§ **AIM OF THE EXERCISE**
Write the material out again exactly.

§ **PROVIDED ENTRIES**
►

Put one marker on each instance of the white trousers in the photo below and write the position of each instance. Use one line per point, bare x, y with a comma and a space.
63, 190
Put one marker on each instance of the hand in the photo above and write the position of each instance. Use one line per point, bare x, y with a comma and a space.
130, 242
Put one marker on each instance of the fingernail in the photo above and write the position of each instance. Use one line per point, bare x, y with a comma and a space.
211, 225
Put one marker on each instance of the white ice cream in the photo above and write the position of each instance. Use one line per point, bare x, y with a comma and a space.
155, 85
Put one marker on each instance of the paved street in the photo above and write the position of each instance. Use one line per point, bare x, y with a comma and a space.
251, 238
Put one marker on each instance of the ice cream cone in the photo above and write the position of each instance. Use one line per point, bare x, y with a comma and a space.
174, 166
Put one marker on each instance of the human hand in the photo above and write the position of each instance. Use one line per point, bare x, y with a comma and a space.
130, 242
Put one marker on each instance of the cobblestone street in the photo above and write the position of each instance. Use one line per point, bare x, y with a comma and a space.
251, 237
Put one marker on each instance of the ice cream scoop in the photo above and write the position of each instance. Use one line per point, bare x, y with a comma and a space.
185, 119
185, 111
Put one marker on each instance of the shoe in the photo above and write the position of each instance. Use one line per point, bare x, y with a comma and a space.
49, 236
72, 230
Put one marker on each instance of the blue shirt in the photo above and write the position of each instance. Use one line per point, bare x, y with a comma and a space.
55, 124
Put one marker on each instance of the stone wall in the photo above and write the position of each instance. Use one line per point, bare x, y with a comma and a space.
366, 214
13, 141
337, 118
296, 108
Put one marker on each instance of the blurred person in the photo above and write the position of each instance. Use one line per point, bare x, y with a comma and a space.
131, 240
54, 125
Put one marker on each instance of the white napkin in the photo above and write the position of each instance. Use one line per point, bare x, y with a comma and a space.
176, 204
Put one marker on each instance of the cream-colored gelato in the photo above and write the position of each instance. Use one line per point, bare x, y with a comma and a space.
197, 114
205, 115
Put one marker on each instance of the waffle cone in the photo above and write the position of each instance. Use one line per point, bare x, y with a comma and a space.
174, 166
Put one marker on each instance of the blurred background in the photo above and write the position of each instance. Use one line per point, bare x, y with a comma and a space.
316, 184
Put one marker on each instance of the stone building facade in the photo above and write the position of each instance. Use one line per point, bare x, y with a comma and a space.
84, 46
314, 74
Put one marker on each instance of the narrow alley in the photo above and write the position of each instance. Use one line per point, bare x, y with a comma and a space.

◄

§ **EXERCISE ANSWER**
Put one marker on each instance of the white trousers in the photo below and write the position of each instance. Use one line per point, bare x, y with a comma and a space.
63, 190
Put one marker on each instance of the hand in the photo above and write the position of each instance. Use one line per point, bare x, y with a comma and a space.
130, 242
Put one marker on each instance of the fingernail in the photo above and write the position of each instance. Use one line per point, bare x, y with a comma and a space.
211, 225
Put one marker on each instance of the white ice cream in the photo above and write the position of each instance. Use one line per point, bare x, y with a comma and a space.
155, 85
Put one marker on each instance of the paved street in the photo above and write the position of each instance. Use one line per point, bare x, y with a comma and a space.
251, 238
Put one marker on each instance of the ice cream cone in the photo above and write the position of each instance. Use one line per point, bare x, y with a comma and a space.
174, 166
Put one marker on each instance of the human hand in the photo above and write the position of each instance. Use one line per point, bare x, y with a comma and a space.
130, 242
Put one marker on each instance of the cobblestone street in the photo above and write the position of each instance. Use one line per point, bare x, y with a comma and a space.
251, 237
Put one marker on each instance of the ice cream scoop in the photo above and write the position of each instance. Use one line per point, bare x, y with a comma and a space.
185, 119
185, 111
Put one marker on each instance of the shoe in the photo above and write the position of each instance. Use one line per point, bare x, y with a comma and a space.
49, 236
72, 230
Put one marker on each instance of the blue shirt in the photo above and write the position of each instance. Use one line per point, bare x, y with a comma and a space.
55, 124
Put one marker on each instance of the stone wall in the photo above and write the position of each instance. Use one line per point, bare x, y with a comma and a space.
366, 214
13, 141
337, 118
296, 108
Put one marker on each instance of the blurred person in the photo above and write the position of each instance. Use one line per point, bare x, y with a comma and a space.
131, 240
54, 125
Put one marker on each instance of the white napkin in the photo above and write the position of each instance. Use one line per point, bare x, y with a comma and a space.
176, 204
Put one marker on each instance of the cream-colored gelato in the photo above and write the position of each instance. Use one line per point, bare x, y with a comma and a space.
197, 114
205, 115
Put one marker on each instance of the waffle cone in the photo above and write the position of each instance. Use one line per point, bare x, y with a comma and a space.
174, 166
Put one marker on each instance of the blurred background in the photo above and write the position of each instance. Use one line per point, bare x, y with a comma and a space.
316, 184
Put one marker on each instance of the stone building facade in the photo above and write the position of each instance. Use one line per point, bare x, y with a comma and a space.
84, 46
314, 74
Put one marker on each instance of the narrow alley in the photo above and write the position of each instance. Use one line per point, bare x, y with a comma and a space.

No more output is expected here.